Fragmento de lectura
Reconózcanlo si quieren. Y si no quieren, pues en su derecho están pero este mundo se ha convertido en un colosal postureo, donde la estética ha enmudecido a la ética. Un mundo saturado de liturgias, pompas, cortejos, procesiones, ceremonias y demás solemnidades que tanto gustan a actores y público y que, por lo común, son el frontispicio de una farsa en la que, no obstante, experimentamos un acomodo algo primitivo.

La democracia española no es una excepción. La Transición española, coronada con la aprobación de la Constitución de 1978, fue un hito mayúsculo de nuestra Historia más reciente y no es posible negar las bondades y beneficios que ha dispensado a la sociedad española.

         Entre todos los frentes, delicados y controvertidos, uno sobresalía con singular preeminencia: el tránsito de una dictadura a una democracia con la máxima celeridad y concordia posibles. Un objetivo perfectamente asumido, y logrado, por el poder constituyente. Pero aquella urgencia tuvo consecuencias y nada buenas. Citaré algunas. A efectos prácticos, la Constitución convalidó la Ley de Sucesión del 22 de julio de 1969, por la que Franco  nombraba a Juan Carlos como su sucesor en la jefatura del Estado. Según las crónicas de algunos cortesanos, el Juan Carlos preconstitucional y plenipotenciario hizo gala de una generosidad sin límites al intercambiar la regencia ejecutiva por una meramente representativa. Me inclino ante usted, Majestad, por haber librado a su pueblo de la enésima monarquía absolutista. Todo un detalle; si me permiten el sarcasmo.

         La izquierda española, aplastada durante cuarenta años, fue muy generosa, también ingenua, aceptando la monarquía parlamentaria como forma de jefatura del Estado. Y digo que fue ingenua porque los constituyentes dejaron el asunto muy pero que muy cerrado. En el Título Preliminar (artículo 1.3) se explicita que la forma política del Estado es la Monarquía Parlamentaria. La Corona se regula en el Título II. Para la reforma total de la Constitución o parcial (que afecte, entre otros, al Título Preliminar y al Título II), se requiere una mayoría cualificada de dos tercios de cada una de las cámaras e inmediata disolución de las Cortes. Las nuevas cortes deberían ratificar  la decisión de las salientes, presentar un nuevo texto y aprobarlo por idéntica mayoría cualificada (2/3 de sendas cámaras). Sólo quedaría la ulterior convalidación por referéndum popular. Naturalmente, y para eliminar cabos sueltos, estas materias quedaron exceptuadas de la iniciativa popular. Podría decirse que es más fácil que Pedro Sánchez verbalice una sola verdad a que España sea una república.

Ejercicios
a – Vuelve a escribir el fragmento sobre la Transición española entre "Reconózcanlo si quieren." y "la sociedad española.", ambos incluidos.
b – Prolonga el fragmento sobre la Transición española desde el punto en que se detiene.

Sección de datos
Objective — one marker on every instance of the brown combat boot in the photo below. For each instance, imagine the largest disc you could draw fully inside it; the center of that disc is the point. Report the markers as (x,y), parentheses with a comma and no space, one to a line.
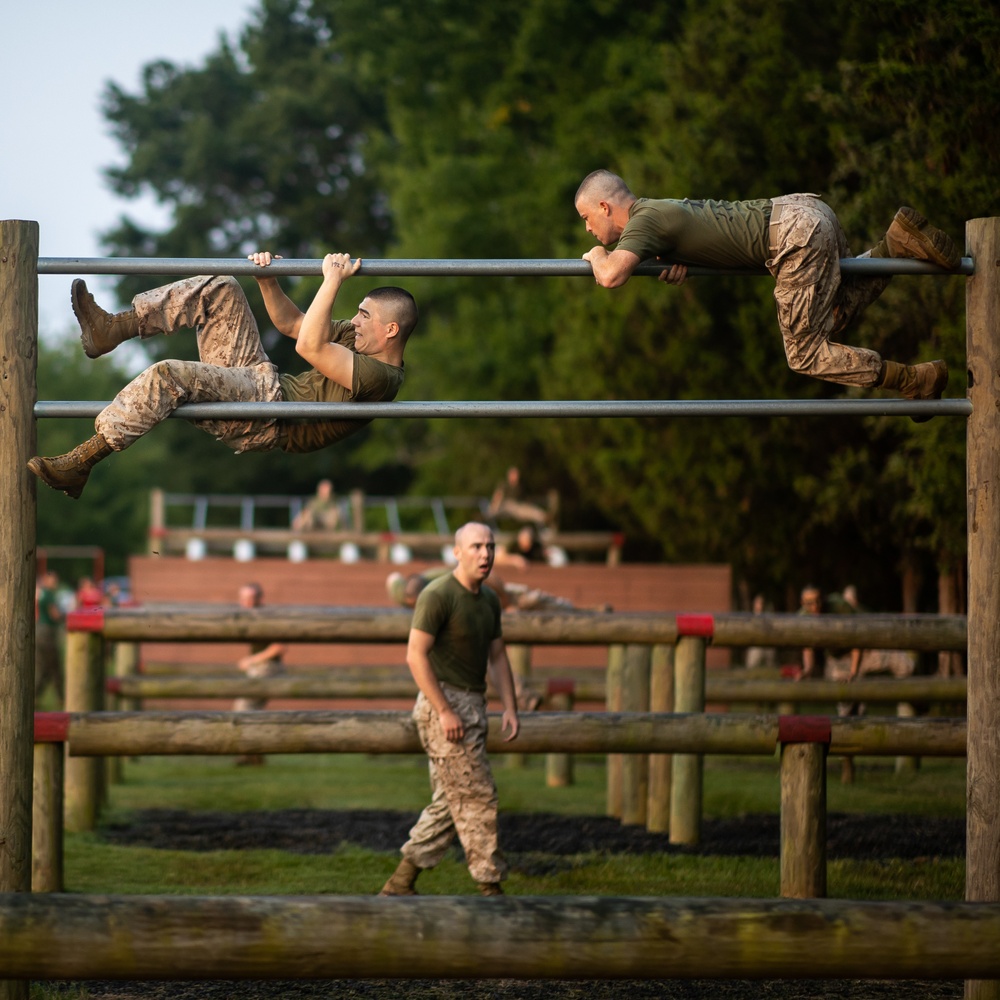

Respuestas dadas
a –
Reconózcanlo si quieren. Y si no quieren, pues en su derecho están pero este mundo se ha convertido en un colosal postureo, donde la estética ha enmudecido a la ética. Un mundo saturado de liturgias, pompas, cortejos, procesiones, ceremonias y demás solemnidades que tanto gustan a actores y público y que, por lo común, son el frontispicio de una farsa en la que, no obstante, experimentamos un acomodo algo primitivo.

La democracia española no es una excepción. La Transición española, coronada con la aprobación de la Constitución de 1978, fue un hito mayúsculo de nuestra Historia más reciente y no es posible negar las bondades y beneficios que ha dispensado a la sociedad española.

b –
         Por otro lado, el desarrollo del Título VIII de la Carta Magna, que configura la organización territorial del Estado, ha sido un fiasco absoluto. La Constitución cometió dos excesos tan innecesarios como incomprensibles. Su artículo dos distinguió regiones de nacionalidades y, a su vez, históricas de las de generación espontánea. Nacionalidad vendría a ser una voz esotérica que, en virtud de una ambigüedad calculada, otorgaría naturaleza de nación a lo que jamás lo fue. A su vez, la histeria del legislador constituyente distinguió regiones con Historia de otras con historietas a lo sumo.  

Junto a estas cursiladas en origen, gestadas por baldragas y embrollones, los respectivos estatutos de autonomía, con sus consiguientes y muy dispares flujos monetarios, se han ido moldeando al albur de vanidades e intereses inconfesables para los que la propaganda política halló una coartada de lo más eufemística: la gobernabilidad del país.

         De aquellos polvos, estos lodos. La socrosanta igualdad de los españoles no es más que una entelequia sodomizada por los  canovistas y sagastianos de turno y por turnos. Ahora nos enteramos que Vascongadas o Cataluña son nacionalidades pese a que jamás fueron nación. Pero el Reino de Murcia, verbigracia, apenas es un forúnculo sureño, huérfano de historia alguna, al que nadie presta la debida atención. Por lo que se ve, Extremadura (Lusitania romana, después leonesa y más adelante castellana), carece de Historia y, por tanto,  de un tren decente. Que se lo pregunten al escritor pacense Luis Landero que, hace unos días, llamó canallas a los políticos y les auguró el infierno como destino por no haber llevado a Extremadura el tren que merece.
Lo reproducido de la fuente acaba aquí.